Trecho do texto
■ ■ ■

O sucesso veio com o modelo MS670, vencendo s 24 Horas de 1972, 1973 e 1974, nas três edições com o francês Henri Pescarolo ao volante como piloto principal. O 670 era equipado com o mesmo motor que era usado na F-1, um V-12 de 60° de abertura, 3 litros com duplo comando de válvulas e 490 cv de potência.
O motor em si não tinha nada de inovador ou revolucionário, porém era uma unidade potente e altamente confiável, pois os critérios de qualidade de fabricação eram altos e similares aos usados na aviação.
O MS670 foi a realização do sonho francês de vencer em casa a maior corrida de longa duração do mundo. A Matra abandonou a F-1 para se dedicar aos carros de esporte-protótipo para manter o bom desempenho que vinham conseguindo nas corridas. O som do Matra V-12 é uma das maiores obras-primas da engenharia de competição já criadas.

■ ■ ■

Instrução
Repita na íntegra o trecho sobre o Matra MS670, sem nenhuma alteração.

Rótulos de pontos de objetos
■ ■ ■

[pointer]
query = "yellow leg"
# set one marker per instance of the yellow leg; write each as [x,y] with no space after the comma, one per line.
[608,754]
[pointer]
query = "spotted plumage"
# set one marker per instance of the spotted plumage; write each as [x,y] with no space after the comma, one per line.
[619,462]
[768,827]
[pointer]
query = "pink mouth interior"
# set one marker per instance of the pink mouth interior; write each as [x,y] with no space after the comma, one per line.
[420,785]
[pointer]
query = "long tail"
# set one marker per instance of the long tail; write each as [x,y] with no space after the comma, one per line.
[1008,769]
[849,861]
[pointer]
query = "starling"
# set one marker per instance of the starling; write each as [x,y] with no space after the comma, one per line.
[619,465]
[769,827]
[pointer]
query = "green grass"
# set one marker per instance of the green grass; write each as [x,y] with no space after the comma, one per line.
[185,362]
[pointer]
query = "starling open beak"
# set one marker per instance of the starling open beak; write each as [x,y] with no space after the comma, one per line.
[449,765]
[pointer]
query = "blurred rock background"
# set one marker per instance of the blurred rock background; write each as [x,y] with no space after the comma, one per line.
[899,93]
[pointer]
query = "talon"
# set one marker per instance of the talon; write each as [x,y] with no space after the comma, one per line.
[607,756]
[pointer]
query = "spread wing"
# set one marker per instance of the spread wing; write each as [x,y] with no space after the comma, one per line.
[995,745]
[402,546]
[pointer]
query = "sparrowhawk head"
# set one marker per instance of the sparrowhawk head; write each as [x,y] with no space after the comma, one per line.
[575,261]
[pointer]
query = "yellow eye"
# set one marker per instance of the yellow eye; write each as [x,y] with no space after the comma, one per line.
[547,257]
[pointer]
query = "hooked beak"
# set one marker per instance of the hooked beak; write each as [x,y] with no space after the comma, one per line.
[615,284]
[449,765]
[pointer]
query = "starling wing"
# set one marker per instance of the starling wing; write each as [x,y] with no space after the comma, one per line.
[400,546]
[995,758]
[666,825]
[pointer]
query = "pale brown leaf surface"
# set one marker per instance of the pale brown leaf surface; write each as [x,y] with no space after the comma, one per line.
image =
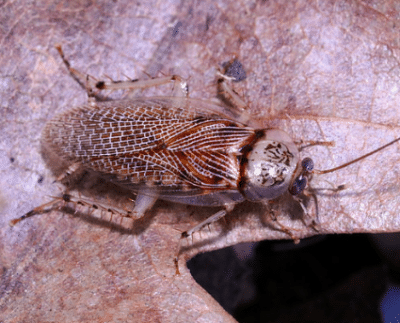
[321,72]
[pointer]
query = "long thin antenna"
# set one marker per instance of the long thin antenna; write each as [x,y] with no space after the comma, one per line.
[357,159]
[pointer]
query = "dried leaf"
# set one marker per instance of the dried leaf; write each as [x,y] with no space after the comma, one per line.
[325,72]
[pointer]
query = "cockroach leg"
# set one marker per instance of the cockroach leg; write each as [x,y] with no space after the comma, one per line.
[91,85]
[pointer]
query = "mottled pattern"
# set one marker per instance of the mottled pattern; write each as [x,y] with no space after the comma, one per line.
[151,141]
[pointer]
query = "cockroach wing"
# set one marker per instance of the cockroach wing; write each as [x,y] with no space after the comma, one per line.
[175,146]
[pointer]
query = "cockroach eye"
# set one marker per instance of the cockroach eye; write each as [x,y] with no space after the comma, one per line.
[307,164]
[298,185]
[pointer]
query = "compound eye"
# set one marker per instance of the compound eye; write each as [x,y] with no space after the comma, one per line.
[307,164]
[298,186]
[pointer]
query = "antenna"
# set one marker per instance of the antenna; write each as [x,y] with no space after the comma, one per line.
[357,159]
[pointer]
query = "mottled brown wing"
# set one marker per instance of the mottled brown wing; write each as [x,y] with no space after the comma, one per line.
[152,141]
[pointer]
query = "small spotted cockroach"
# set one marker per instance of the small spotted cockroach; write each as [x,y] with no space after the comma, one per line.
[176,149]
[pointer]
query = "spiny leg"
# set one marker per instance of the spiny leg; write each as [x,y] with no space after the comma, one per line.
[59,202]
[90,84]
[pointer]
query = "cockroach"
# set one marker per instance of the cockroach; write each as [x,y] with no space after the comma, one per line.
[176,149]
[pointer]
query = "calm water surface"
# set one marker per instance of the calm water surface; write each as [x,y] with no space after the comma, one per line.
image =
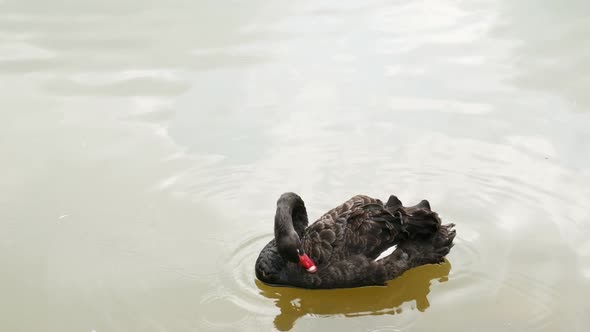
[144,144]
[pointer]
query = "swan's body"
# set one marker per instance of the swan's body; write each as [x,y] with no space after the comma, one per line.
[339,249]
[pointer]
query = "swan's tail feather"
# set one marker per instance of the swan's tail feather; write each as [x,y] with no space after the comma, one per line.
[415,252]
[417,221]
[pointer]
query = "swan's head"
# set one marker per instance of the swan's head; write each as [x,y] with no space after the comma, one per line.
[291,249]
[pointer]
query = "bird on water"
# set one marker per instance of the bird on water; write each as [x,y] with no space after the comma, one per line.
[342,249]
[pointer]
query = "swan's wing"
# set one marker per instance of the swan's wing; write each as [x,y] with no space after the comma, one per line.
[360,226]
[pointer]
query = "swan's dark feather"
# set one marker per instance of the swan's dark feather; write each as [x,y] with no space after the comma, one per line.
[345,241]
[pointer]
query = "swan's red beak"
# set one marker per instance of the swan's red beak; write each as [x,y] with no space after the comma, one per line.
[307,263]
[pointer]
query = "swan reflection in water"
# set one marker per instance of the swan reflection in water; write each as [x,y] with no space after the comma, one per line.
[414,285]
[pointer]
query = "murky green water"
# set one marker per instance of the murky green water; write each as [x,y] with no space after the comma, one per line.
[143,145]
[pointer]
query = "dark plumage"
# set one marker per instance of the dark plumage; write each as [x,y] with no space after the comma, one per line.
[345,242]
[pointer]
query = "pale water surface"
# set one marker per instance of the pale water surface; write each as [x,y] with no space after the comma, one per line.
[144,144]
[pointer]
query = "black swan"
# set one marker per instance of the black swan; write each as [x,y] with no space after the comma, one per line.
[340,249]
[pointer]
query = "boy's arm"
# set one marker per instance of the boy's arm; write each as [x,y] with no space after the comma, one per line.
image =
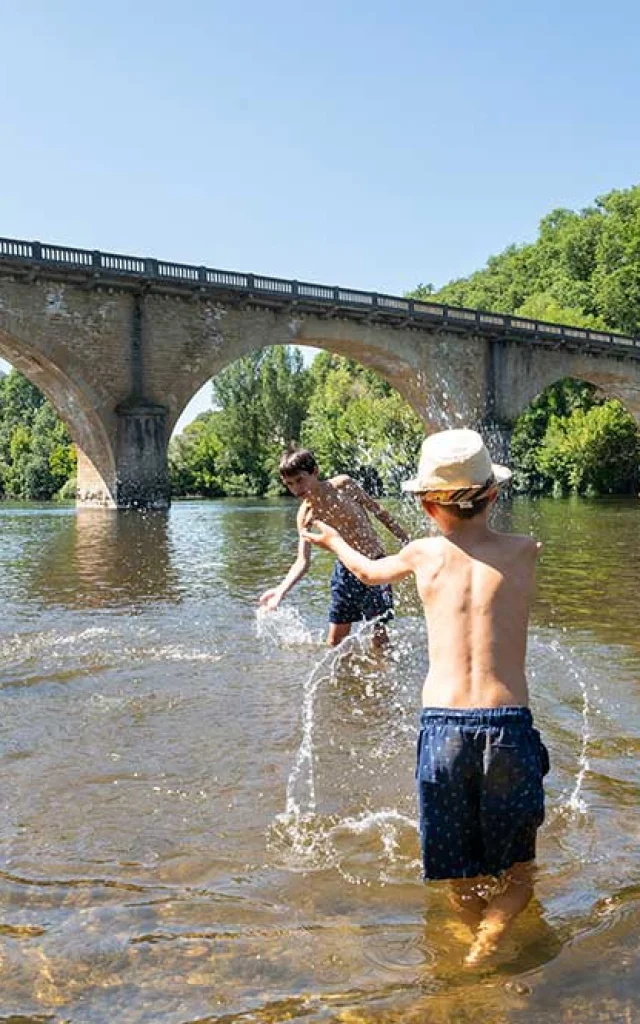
[369,570]
[271,598]
[359,495]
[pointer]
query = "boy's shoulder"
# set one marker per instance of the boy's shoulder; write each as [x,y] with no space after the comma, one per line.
[341,481]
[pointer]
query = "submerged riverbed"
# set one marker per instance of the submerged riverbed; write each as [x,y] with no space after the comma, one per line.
[208,816]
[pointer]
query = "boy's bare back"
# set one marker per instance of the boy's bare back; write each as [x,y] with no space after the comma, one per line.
[342,504]
[476,590]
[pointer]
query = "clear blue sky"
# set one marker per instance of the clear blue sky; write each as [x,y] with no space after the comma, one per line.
[374,144]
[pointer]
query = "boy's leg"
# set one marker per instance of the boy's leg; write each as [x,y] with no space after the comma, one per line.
[337,633]
[466,899]
[501,910]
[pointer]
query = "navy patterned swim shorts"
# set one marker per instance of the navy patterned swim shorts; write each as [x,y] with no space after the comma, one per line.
[352,600]
[480,790]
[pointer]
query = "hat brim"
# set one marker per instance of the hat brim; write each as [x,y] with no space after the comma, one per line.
[417,486]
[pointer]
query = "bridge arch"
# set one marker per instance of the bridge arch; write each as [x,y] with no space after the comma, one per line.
[522,375]
[75,404]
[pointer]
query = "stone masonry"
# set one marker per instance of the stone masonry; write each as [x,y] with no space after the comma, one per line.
[120,361]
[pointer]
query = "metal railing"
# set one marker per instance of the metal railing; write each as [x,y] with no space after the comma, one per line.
[416,311]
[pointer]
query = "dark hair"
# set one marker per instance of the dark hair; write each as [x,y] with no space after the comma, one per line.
[297,460]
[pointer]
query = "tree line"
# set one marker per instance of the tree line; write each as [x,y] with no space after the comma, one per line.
[583,269]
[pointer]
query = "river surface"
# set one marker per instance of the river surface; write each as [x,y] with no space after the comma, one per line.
[208,816]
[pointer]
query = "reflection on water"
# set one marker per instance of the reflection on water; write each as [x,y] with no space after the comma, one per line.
[207,816]
[100,558]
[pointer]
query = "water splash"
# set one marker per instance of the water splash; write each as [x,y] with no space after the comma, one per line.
[574,804]
[284,628]
[300,802]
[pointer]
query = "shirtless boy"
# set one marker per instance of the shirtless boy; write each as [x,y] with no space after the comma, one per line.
[341,503]
[480,761]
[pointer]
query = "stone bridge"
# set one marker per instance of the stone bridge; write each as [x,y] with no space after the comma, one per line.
[120,344]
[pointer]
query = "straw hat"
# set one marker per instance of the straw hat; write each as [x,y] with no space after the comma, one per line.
[455,468]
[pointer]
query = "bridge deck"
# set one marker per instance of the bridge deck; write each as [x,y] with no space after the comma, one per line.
[103,269]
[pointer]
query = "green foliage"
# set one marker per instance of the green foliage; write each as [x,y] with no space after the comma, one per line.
[353,421]
[584,268]
[37,456]
[356,424]
[261,401]
[592,452]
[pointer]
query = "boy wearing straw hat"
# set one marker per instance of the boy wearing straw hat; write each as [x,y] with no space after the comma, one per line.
[480,761]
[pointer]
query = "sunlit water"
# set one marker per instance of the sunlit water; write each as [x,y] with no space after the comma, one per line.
[208,816]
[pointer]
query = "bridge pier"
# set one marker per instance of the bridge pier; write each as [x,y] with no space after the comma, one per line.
[138,477]
[141,474]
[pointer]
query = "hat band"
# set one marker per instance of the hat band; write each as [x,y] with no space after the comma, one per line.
[464,497]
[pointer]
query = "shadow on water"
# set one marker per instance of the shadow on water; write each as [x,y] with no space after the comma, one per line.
[100,558]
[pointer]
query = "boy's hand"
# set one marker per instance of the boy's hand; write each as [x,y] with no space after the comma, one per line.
[324,536]
[270,599]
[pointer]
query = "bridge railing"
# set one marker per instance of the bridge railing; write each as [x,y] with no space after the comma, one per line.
[115,264]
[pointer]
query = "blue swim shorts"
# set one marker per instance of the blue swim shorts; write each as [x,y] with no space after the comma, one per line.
[352,600]
[479,788]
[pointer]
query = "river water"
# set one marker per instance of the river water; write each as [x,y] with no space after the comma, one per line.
[208,816]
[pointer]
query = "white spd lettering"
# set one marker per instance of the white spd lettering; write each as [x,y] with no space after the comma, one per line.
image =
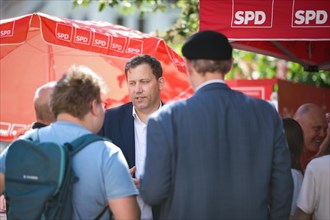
[116,46]
[62,36]
[5,33]
[133,50]
[81,39]
[98,42]
[244,17]
[304,17]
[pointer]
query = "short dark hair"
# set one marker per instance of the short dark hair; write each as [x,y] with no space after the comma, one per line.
[144,58]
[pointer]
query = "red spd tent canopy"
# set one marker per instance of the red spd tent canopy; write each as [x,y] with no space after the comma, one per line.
[294,30]
[38,48]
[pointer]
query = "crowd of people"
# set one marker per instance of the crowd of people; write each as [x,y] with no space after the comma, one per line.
[219,154]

■ ■ ■

Resposta escrita
O sucesso veio com o modelo MS670, vencendo s 24 Horas de 1972, 1973 e 1974, nas três edições com o francês Henri Pescarolo ao volante como piloto principal. O 670 era equipado com o mesmo motor que era usado na F-1, um V-12 de 60° de abertura, 3 litros com duplo comando de válvulas e 490 cv de potência.
O motor em si não tinha nada de inovador ou revolucionário, porém era uma unidade potente e altamente confiável, pois os critérios de qualidade de fabricação eram altos e similares aos usados na aviação.
O MS670 foi a realização do sonho francês de vencer em casa a maior corrida de longa duração do mundo. A Matra abandonou a F-1 para se dedicar aos carros de esporte-protótipo para manter o bom desempenho que vinham conseguindo nas corridas. O som do Matra V-12 é uma das maiores obras-primas da engenharia de competição já criadas.